## WORK INSTRUCTION
Copy word for word, please, the lines of the entries below running from the one containing "box: [353, 223, 421, 256]" to the one containing "negative clicks: (454, 214)", both ends included.

*** RAW DATA ***

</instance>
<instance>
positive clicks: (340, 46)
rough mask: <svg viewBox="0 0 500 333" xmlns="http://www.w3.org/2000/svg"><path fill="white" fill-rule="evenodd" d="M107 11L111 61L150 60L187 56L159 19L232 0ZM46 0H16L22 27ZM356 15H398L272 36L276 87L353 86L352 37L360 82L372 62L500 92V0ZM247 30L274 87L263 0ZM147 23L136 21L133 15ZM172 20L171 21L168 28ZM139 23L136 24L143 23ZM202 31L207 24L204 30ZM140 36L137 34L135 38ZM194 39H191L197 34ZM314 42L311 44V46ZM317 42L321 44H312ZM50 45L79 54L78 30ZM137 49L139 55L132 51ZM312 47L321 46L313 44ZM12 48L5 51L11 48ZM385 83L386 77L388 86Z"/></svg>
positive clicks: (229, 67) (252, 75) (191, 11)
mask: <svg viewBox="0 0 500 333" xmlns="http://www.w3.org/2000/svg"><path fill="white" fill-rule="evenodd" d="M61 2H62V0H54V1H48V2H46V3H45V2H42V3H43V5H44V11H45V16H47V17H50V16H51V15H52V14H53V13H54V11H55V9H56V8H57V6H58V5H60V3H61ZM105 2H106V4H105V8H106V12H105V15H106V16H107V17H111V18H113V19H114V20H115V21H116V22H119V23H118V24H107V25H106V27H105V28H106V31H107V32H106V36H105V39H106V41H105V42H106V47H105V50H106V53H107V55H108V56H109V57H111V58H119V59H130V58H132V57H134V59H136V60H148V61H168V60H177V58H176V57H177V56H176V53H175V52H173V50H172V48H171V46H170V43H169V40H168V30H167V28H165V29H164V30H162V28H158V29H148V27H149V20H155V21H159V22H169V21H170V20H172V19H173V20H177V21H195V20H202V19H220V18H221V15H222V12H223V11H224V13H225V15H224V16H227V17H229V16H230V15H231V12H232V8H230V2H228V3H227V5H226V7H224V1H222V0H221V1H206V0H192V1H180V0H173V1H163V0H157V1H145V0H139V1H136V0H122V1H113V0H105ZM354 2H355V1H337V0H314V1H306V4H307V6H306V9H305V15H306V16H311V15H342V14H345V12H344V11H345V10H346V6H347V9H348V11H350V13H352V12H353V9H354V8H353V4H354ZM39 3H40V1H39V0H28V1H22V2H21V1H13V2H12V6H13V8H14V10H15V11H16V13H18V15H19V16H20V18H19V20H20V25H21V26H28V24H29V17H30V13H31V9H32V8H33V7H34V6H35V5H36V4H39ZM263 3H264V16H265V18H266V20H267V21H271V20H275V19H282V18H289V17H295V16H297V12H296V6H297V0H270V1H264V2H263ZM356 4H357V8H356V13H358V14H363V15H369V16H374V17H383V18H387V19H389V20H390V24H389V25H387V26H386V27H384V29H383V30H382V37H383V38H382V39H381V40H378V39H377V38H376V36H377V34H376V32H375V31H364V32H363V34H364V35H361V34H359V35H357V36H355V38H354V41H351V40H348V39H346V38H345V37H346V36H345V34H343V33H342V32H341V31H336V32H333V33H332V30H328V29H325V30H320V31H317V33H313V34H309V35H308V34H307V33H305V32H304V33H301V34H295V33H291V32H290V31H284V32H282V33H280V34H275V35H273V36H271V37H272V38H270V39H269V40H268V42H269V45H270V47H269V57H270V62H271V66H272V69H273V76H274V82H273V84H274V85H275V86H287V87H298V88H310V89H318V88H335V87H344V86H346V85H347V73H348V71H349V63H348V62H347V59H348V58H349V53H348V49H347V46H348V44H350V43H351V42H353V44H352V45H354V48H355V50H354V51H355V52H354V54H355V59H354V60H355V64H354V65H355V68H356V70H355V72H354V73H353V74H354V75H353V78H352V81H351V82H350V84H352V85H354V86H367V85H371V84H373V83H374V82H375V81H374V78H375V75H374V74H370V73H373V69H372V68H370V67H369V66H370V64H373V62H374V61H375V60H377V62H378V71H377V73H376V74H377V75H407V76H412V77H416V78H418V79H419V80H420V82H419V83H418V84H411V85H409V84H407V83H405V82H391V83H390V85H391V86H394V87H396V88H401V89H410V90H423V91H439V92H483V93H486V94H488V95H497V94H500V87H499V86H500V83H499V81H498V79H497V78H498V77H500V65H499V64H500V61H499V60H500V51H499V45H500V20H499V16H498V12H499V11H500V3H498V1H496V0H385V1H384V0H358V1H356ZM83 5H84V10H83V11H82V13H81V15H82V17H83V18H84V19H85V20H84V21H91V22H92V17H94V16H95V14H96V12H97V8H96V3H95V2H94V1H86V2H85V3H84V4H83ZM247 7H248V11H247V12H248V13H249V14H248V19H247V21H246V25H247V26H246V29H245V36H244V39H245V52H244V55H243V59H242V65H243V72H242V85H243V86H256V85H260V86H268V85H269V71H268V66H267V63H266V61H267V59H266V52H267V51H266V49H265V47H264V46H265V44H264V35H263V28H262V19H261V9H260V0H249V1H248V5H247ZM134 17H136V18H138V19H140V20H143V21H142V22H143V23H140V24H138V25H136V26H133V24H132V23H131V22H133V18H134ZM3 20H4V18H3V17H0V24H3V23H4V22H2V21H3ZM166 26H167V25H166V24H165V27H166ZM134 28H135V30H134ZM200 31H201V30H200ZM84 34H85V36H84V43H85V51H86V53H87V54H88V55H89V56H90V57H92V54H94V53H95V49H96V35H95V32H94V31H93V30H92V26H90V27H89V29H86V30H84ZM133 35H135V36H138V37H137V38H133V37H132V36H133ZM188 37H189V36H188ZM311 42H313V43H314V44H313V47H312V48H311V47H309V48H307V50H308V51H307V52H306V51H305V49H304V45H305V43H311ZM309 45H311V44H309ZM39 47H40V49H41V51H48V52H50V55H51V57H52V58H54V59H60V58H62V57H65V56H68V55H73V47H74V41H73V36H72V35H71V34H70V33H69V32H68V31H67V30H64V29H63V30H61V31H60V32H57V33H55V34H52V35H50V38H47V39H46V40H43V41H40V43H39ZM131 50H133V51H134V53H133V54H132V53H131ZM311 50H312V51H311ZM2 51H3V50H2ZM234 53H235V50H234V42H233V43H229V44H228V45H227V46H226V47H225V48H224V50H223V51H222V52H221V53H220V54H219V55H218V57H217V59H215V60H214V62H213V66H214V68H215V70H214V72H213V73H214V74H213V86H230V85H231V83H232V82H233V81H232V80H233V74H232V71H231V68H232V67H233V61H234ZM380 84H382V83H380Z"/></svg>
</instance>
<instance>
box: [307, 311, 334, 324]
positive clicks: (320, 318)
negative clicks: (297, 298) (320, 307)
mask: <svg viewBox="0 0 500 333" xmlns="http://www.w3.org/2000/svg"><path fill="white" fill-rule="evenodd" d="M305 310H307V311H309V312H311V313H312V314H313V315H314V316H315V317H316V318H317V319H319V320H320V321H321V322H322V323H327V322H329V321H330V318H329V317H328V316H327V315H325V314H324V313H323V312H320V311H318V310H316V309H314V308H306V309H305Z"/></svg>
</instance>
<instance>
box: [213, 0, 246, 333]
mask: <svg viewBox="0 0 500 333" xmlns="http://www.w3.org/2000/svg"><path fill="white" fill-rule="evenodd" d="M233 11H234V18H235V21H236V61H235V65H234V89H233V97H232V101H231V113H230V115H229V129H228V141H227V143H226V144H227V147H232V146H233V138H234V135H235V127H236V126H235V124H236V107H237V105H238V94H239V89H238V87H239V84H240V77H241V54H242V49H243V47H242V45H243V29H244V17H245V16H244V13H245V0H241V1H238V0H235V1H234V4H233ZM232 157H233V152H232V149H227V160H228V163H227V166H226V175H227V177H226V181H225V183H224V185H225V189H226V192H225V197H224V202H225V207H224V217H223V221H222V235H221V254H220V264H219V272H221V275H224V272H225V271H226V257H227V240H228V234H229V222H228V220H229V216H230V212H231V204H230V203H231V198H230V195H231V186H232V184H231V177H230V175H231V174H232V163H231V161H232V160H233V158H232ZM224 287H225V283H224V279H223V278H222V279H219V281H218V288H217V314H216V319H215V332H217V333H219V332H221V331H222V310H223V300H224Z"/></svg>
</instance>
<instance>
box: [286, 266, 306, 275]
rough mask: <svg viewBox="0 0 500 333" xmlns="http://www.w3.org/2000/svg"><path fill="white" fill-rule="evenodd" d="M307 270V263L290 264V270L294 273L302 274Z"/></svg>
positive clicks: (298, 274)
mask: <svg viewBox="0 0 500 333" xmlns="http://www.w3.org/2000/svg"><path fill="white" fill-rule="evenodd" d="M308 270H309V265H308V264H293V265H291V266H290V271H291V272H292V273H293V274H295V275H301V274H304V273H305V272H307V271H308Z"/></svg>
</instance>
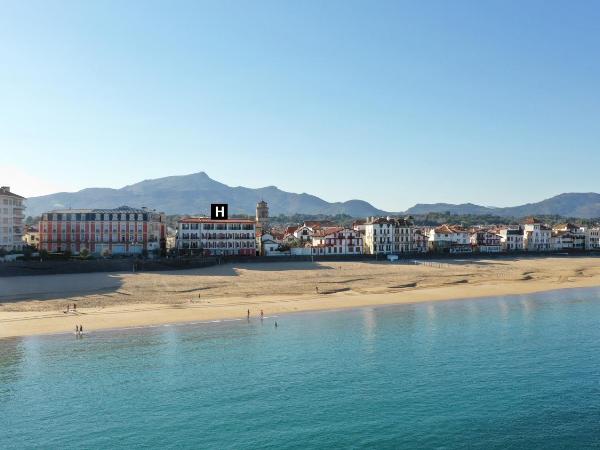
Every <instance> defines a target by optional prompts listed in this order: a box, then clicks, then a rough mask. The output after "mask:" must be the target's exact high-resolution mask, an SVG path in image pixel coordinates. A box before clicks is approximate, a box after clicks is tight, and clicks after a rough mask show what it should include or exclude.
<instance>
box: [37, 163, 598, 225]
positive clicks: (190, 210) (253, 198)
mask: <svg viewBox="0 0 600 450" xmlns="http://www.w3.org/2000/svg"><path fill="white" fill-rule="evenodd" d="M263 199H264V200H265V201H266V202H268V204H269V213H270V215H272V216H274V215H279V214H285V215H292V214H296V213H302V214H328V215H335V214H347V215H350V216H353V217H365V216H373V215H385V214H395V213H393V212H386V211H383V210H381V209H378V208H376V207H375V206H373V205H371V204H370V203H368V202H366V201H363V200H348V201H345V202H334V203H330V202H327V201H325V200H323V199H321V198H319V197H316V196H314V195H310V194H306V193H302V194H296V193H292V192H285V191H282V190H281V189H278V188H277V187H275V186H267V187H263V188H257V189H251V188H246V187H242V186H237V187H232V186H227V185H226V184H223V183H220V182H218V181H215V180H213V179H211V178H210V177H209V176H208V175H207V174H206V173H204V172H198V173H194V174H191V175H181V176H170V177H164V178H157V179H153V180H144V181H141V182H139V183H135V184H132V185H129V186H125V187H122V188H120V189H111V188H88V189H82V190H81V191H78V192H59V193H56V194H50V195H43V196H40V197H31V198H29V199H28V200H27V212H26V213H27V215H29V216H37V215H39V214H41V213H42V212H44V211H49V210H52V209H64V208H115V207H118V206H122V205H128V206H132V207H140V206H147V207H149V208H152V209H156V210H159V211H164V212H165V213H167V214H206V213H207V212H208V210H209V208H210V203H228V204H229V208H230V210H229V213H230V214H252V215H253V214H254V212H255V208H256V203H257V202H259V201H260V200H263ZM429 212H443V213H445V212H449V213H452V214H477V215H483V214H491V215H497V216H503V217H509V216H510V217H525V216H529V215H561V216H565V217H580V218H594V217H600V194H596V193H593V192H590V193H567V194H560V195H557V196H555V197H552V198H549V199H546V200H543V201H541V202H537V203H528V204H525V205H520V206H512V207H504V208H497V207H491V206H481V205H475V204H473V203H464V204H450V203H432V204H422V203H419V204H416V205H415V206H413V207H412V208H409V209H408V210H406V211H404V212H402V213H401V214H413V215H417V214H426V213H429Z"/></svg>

***
*** RAW DATA ***

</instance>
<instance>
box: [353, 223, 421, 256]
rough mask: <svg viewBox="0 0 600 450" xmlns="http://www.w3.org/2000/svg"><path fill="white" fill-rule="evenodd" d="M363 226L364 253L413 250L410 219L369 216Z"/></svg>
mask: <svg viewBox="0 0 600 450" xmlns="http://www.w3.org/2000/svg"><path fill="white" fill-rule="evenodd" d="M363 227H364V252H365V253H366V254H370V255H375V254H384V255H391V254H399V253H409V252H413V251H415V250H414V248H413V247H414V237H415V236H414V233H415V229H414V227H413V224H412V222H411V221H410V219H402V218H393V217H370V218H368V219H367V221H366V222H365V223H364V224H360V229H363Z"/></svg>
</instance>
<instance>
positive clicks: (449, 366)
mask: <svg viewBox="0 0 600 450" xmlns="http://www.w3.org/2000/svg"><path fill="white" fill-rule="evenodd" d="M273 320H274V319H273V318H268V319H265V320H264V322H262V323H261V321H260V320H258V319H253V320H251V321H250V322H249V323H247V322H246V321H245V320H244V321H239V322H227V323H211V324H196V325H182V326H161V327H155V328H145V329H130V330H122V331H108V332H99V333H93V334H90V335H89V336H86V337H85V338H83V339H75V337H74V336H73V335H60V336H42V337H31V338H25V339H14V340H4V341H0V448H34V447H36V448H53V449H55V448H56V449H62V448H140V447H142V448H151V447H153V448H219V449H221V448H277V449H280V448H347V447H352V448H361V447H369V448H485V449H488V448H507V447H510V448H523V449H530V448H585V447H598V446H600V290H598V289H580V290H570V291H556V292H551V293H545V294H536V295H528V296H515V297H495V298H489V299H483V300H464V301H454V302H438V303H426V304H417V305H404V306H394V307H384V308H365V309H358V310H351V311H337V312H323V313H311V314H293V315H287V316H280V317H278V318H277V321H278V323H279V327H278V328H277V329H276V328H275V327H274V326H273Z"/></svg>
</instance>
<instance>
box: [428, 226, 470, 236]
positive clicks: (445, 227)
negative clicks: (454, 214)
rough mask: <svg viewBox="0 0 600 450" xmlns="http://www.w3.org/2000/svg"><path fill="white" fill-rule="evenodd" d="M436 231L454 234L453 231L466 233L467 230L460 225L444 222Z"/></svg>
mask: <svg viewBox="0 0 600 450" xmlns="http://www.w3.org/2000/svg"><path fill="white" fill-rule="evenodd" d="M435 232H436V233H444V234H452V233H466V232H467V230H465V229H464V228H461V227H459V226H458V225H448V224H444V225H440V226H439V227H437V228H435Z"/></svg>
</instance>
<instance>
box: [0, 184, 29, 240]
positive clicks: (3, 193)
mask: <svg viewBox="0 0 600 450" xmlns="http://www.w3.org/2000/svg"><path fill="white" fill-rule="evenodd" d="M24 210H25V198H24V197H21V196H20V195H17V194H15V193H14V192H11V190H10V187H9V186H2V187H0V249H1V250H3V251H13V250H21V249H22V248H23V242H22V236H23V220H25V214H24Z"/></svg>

***

## RESULT BELOW
box: [353, 223, 421, 256]
rough mask: <svg viewBox="0 0 600 450" xmlns="http://www.w3.org/2000/svg"><path fill="white" fill-rule="evenodd" d="M363 226L364 253L413 250L410 219L369 216Z"/></svg>
mask: <svg viewBox="0 0 600 450" xmlns="http://www.w3.org/2000/svg"><path fill="white" fill-rule="evenodd" d="M363 227H364V252H365V253H366V254H370V255H375V254H384V255H391V254H399V253H409V252H413V251H415V250H414V248H413V247H414V237H415V236H414V233H415V229H414V227H413V224H412V222H411V221H410V219H402V218H393V217H370V218H368V219H367V221H366V222H365V223H364V224H360V229H363Z"/></svg>
</instance>
<instance>
positive clicks: (449, 366)
mask: <svg viewBox="0 0 600 450" xmlns="http://www.w3.org/2000/svg"><path fill="white" fill-rule="evenodd" d="M273 320H274V319H273V318H268V319H265V320H264V322H262V323H261V321H260V320H258V319H253V320H251V321H250V322H249V323H247V322H246V321H245V320H244V321H239V322H227V323H211V324H196V325H182V326H161V327H155V328H145V329H130V330H122V331H108V332H99V333H93V334H90V335H89V336H86V337H85V338H83V339H75V337H74V336H73V335H60V336H42V337H31V338H25V339H14V340H4V341H0V448H34V447H36V448H53V449H55V448H56V449H62V448H140V447H142V448H151V447H153V448H219V449H221V448H277V449H280V448H347V447H352V448H361V447H369V448H485V449H488V448H507V447H510V448H523V449H530V448H585V447H598V446H600V290H598V289H580V290H570V291H556V292H551V293H545V294H536V295H528V296H515V297H495V298H489V299H483V300H464V301H454V302H438V303H426V304H417V305H404V306H394V307H384V308H365V309H358V310H351V311H337V312H323V313H311V314H293V315H287V316H280V317H278V318H277V321H278V323H279V327H278V328H277V329H276V328H275V327H274V326H273Z"/></svg>
</instance>
<instance>
box: [428, 226, 470, 236]
positive clicks: (445, 227)
negative clicks: (454, 214)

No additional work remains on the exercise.